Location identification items

· · · · · · ·

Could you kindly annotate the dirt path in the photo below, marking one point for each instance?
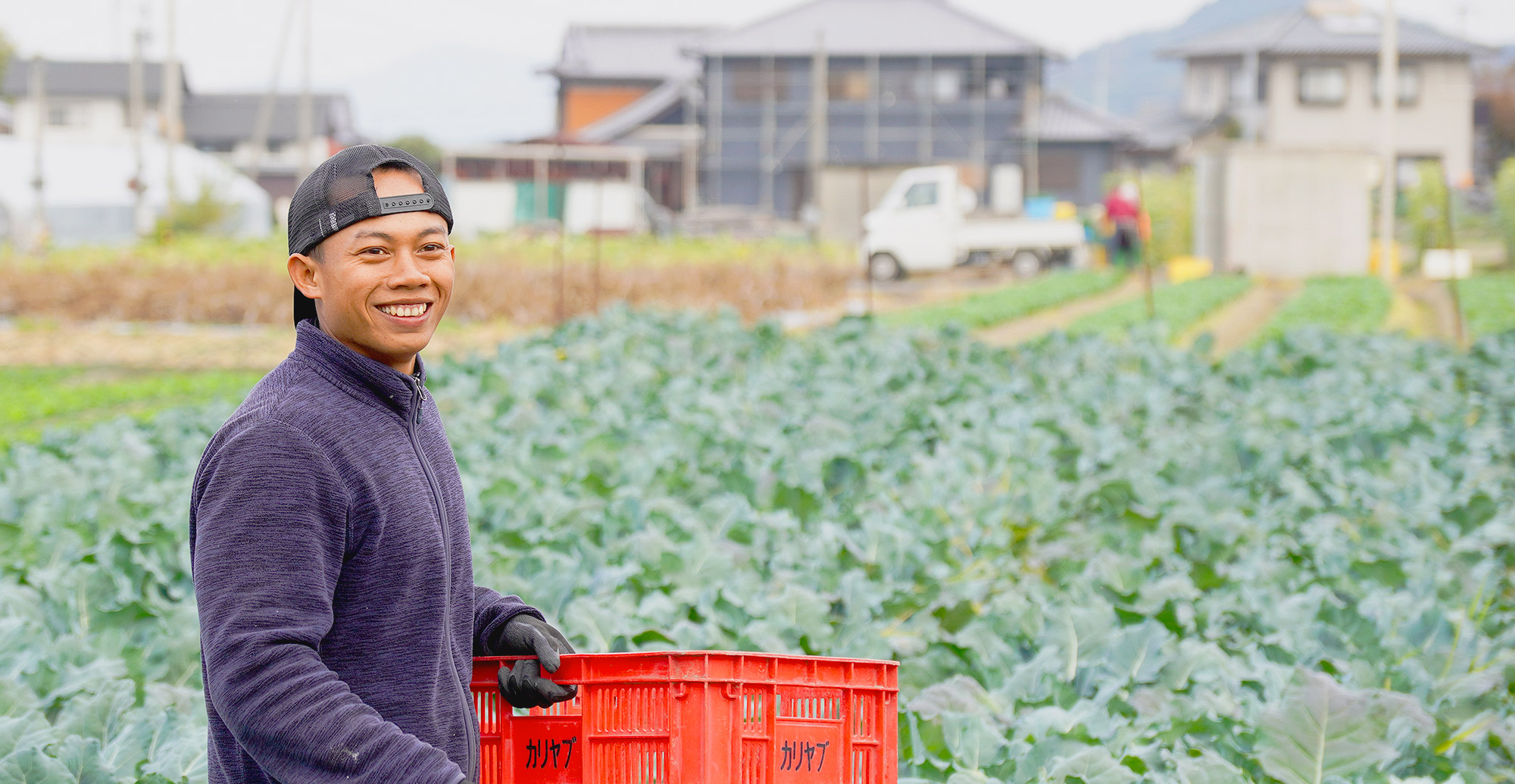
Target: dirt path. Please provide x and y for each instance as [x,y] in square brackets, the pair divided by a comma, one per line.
[1234,324]
[1060,318]
[901,294]
[196,345]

· · · · · · ·

GIVEN REQUEST
Rewrite the material above, replacing "dirt path" with "gravel road" throughout and leaving everything else unchanged. Omit the pictures from your answer.

THE SOLUTION
Could you kindly annotate the gravel road in the photo below, marking one point for each instance?
Target: gravel road. Please provide x and y for each instance as [x,y] in square brackets, the pair divided by a comma, one per line.
[1234,324]
[1060,318]
[901,294]
[196,345]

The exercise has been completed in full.